[Extracted data entries]
━━━━━━

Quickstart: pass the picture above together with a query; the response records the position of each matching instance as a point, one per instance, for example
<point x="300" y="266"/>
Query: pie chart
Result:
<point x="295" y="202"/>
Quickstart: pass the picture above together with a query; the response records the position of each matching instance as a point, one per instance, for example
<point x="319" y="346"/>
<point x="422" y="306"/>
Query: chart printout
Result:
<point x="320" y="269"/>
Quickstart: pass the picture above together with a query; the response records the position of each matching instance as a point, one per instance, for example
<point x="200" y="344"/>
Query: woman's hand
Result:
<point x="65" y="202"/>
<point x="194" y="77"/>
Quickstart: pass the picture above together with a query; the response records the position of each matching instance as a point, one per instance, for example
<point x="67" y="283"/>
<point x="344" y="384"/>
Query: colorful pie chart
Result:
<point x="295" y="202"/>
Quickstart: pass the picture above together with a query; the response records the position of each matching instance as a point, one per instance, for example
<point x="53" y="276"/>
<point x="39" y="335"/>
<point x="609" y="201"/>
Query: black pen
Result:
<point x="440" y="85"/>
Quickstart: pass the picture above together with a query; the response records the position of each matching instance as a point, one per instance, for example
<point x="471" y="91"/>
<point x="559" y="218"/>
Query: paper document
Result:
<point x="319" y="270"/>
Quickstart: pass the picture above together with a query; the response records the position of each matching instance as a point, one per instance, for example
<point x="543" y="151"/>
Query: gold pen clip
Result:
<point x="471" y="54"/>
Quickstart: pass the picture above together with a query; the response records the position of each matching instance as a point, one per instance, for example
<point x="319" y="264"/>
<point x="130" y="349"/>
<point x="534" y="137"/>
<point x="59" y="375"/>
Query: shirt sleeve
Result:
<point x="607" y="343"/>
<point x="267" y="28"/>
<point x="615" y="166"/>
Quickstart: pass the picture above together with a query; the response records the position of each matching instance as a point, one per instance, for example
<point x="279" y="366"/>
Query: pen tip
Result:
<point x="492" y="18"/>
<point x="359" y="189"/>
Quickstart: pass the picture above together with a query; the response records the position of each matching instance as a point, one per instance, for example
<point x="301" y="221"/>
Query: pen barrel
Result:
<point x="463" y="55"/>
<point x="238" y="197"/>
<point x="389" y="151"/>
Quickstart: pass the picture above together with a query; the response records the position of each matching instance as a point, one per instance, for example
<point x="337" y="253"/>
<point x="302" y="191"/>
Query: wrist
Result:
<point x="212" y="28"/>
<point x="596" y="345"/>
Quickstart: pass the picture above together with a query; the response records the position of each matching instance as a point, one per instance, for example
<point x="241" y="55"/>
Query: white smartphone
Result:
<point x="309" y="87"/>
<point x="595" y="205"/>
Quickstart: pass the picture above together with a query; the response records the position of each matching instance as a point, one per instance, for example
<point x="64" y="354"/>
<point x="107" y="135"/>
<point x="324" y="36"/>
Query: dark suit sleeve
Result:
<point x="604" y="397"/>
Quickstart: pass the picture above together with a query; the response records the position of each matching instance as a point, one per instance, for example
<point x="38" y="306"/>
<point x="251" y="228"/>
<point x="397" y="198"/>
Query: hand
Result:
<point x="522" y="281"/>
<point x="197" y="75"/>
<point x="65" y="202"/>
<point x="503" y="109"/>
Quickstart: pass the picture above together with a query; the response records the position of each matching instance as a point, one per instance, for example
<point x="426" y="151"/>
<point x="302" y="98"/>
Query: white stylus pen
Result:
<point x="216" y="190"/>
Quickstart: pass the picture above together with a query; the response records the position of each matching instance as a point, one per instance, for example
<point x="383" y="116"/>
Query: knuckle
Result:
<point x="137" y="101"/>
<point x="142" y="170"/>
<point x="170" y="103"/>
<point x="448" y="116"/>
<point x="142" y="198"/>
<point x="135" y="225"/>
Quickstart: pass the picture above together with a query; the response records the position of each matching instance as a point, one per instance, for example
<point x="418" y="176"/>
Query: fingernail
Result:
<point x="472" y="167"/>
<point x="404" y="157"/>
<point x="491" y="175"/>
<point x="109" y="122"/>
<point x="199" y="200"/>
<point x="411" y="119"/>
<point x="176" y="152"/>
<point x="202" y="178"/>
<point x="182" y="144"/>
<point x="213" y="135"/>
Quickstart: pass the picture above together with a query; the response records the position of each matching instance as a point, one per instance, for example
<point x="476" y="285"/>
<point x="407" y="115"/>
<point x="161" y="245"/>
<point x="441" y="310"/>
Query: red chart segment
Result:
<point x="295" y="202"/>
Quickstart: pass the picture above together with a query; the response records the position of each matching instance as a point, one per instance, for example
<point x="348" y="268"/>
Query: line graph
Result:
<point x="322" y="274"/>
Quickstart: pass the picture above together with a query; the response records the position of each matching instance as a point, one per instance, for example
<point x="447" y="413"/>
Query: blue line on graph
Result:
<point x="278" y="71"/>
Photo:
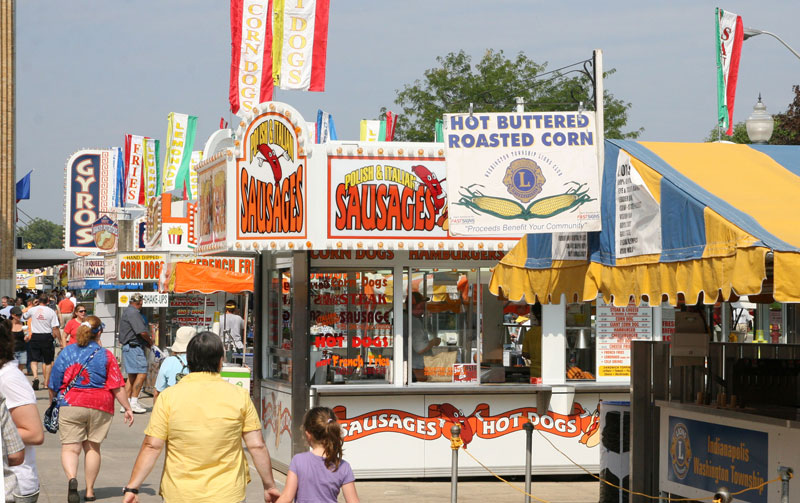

━━━━━━

**Exercise instructions**. Count the lines in the listing above that contain the string "sleeve". Reply with the number only.

**Full output**. 2